* The problem
In the judgment extract on new trials for fresh evidence, which case is quoted for the rule stated in Chitty's Practice?

* Text extract
....

3. However, this was not a case in which the plaintiff in the action sought to set aside the judgment on the ground of fraud. It was simply an application to set the judgment aside on the ground that fresh evidence had been discovered and the principles upon which an appellate court should act in such cases have been fully stated time and time again. In Orr v. Holmes (1948) 76 CLR 632 it was said that: "The rule stated in Chitty's Practice was that if new evidence discovered after the trial is such as to satisfy the court that if the party had had it at the trial he must have had a verdict, the court will grant a new trial on the payment of costs in order to do justice between the parties. Variations of phraseology occur in later cases but however it is expressed the sense of the rule remains that the new evidence must have so high a probative value with reference to an issue essential to the cause of action or defence as the case may be that it cannot reasonably be supposed that had the evidence been adduced the issue would not have been found for the party seeking the new trial" (1948) 76 CLR, at p 641 . (at p536)

4. To my mind this rule applies without distinction in all cases in which a new trial is sought simply on the ground that fresh evidence has been discovered. Such fresh evidence must, of course, be relevant to an issue determined at the trial and it may be that such evidence may at the same time tend to establish that the successful party at the trial was guilty of fraud. For instance, it may tend to establish that an essential document relied upon by that party was to his knowledge a forgery. But without an affirmative finding to this effect the judgment cannot be set aside on the ground of fraud. But it can be set aside on the ground of the discovery of fresh evidence although the facts which it tends to establish are indicative of fraud on the part of that party. However in such a case the principle to be applied is unaffected by that circumstance. Nevertheless it is of significance in applying that principle for if, in relation to an issue relevant to the determination of the case, there has been fraud on the part of the successful party there can be little, if any, room for doubt that if the evidence had been produced at the trial, and accepted, the trial would have concluded in favour of the party producing that evidence. In such a case, therefore, the significant question is not so much whether the evidence, if believed, would have led to that result but rather whether the fresh evidence is of such probative force as to enable it to be said that if it had been produced at the trial it could not reasonably be supposed that "the issue would not have been found for the party seeking the new trial" (1948) 76 CLR, at p 641 . This view is, I think, implicit in the observation in McCann v. Parsons (1954) 93 CLR 418 : "So clear is it that fraud may be comprised in the ground consisting in the discovery of fresh evidence that a distinction is taken, depending on its presence, of the degree of probative force which the fresh evidence may have upon the relevant facts in issue" (1954) 93 CLR, at pp 427,428 . (at p537)

....

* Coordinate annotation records

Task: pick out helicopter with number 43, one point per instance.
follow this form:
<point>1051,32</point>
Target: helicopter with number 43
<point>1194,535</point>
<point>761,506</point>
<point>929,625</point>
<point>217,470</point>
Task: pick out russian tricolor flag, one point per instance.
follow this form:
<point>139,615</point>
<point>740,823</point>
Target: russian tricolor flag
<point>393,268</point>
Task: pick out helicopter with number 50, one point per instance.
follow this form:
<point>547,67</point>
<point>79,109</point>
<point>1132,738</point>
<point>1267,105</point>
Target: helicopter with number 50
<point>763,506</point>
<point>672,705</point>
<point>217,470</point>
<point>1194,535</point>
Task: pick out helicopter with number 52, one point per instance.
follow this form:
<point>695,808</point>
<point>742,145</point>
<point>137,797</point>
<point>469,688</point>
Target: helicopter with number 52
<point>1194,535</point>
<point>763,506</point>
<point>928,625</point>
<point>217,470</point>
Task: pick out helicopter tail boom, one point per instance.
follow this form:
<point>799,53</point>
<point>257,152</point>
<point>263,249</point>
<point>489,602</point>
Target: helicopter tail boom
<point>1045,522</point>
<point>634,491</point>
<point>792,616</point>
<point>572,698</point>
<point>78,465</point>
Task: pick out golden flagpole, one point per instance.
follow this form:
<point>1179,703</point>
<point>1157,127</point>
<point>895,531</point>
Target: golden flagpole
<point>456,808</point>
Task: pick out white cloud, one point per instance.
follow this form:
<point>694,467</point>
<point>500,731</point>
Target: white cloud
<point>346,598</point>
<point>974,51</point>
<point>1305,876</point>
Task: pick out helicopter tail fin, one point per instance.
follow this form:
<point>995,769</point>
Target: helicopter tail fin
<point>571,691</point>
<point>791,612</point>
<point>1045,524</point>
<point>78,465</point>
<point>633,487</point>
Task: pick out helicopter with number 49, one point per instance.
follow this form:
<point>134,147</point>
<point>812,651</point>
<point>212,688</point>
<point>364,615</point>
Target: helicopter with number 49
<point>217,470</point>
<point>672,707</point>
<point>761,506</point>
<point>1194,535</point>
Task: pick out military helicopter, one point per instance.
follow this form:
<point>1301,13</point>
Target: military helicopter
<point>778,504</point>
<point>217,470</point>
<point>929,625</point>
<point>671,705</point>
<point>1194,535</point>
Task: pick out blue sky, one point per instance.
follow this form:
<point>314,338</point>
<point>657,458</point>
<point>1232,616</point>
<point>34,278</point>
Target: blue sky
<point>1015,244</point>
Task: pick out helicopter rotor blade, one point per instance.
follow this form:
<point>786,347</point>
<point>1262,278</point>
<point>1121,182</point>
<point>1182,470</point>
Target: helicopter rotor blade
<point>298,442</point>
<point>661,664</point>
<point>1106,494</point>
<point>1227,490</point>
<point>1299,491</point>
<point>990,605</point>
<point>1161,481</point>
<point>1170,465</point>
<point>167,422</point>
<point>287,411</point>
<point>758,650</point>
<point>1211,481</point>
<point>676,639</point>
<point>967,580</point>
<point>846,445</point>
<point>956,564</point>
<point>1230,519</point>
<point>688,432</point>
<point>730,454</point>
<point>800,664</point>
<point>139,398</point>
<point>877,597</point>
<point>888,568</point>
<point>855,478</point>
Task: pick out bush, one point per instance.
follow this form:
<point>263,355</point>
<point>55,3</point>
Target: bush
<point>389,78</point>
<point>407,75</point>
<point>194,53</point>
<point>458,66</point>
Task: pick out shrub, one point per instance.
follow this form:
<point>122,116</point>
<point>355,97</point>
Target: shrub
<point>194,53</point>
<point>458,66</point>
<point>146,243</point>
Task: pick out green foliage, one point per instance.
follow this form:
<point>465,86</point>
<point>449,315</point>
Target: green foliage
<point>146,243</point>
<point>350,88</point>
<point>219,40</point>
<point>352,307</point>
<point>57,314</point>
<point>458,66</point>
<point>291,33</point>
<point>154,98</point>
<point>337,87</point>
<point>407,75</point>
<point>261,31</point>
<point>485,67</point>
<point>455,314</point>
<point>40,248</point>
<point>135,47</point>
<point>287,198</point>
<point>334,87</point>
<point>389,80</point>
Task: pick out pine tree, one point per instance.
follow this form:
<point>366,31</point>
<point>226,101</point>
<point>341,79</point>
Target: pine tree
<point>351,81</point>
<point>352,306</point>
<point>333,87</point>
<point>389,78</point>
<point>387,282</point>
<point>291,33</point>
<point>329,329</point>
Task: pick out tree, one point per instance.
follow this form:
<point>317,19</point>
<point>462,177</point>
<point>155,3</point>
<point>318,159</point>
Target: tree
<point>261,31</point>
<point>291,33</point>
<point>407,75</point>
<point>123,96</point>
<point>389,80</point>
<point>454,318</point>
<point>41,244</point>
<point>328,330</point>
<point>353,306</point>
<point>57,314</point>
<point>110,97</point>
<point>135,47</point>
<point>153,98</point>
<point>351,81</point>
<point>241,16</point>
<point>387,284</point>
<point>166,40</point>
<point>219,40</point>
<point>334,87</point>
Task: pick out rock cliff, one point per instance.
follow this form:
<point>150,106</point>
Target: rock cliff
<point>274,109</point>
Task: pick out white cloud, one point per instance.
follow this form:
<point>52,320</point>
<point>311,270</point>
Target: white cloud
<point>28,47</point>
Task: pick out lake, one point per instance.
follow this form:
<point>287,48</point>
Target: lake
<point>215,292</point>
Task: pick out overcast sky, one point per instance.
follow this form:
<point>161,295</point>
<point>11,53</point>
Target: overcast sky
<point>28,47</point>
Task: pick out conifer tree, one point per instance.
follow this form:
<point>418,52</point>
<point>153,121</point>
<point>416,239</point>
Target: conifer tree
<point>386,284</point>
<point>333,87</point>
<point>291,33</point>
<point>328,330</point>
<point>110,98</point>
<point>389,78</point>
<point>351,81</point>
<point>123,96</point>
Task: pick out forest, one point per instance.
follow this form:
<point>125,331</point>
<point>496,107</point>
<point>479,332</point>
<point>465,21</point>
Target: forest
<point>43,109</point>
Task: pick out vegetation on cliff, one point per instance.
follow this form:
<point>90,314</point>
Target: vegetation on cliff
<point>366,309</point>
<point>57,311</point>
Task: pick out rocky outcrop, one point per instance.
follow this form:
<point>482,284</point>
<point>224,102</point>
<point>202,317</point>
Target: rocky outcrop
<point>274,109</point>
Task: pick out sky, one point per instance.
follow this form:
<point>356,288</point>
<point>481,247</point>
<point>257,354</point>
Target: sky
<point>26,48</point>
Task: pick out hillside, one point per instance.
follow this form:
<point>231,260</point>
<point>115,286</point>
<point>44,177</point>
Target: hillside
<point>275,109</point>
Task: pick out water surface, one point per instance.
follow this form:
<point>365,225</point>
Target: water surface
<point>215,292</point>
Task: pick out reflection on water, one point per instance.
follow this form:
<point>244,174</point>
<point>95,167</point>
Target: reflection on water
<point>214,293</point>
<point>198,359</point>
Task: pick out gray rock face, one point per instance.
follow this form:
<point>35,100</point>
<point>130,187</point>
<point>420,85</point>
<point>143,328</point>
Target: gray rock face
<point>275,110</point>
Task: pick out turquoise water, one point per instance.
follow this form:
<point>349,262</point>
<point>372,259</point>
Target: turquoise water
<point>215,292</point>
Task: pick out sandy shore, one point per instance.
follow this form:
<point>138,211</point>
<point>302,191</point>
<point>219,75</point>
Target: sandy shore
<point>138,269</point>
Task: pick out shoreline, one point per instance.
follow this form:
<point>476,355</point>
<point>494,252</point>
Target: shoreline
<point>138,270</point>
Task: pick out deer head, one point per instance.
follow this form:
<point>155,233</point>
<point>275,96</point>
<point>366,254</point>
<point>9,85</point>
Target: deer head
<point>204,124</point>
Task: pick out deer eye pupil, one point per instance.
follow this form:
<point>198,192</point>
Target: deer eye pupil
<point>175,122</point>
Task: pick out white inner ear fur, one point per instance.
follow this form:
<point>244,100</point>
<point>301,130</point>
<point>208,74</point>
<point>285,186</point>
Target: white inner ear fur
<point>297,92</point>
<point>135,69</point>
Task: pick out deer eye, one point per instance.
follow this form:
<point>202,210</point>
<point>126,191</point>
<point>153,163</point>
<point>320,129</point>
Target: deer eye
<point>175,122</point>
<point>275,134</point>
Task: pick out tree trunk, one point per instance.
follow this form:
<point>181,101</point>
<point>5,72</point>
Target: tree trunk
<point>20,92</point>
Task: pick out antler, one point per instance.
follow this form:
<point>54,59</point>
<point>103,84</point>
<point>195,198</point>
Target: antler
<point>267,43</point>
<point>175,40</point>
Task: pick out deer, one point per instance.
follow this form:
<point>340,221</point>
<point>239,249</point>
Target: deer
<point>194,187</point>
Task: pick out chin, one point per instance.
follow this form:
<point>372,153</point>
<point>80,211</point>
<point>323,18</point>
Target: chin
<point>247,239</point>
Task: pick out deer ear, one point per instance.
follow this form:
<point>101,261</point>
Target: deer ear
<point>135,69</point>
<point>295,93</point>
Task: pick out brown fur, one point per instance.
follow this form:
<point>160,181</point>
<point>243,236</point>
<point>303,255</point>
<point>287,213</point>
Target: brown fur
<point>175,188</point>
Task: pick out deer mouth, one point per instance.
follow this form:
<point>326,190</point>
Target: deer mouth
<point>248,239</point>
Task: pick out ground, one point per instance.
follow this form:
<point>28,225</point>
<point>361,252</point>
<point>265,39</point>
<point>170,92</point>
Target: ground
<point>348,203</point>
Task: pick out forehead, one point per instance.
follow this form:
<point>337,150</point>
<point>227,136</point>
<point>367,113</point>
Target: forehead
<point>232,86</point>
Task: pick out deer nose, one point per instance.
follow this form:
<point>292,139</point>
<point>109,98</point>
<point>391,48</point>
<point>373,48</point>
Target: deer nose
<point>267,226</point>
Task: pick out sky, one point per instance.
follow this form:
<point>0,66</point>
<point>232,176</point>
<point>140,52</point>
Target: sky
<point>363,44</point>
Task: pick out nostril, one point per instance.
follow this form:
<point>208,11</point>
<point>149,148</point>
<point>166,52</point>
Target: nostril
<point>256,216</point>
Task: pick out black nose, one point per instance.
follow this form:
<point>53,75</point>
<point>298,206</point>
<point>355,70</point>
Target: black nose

....

* Task output
Orr v. Holmes (1948) 76 CLR 632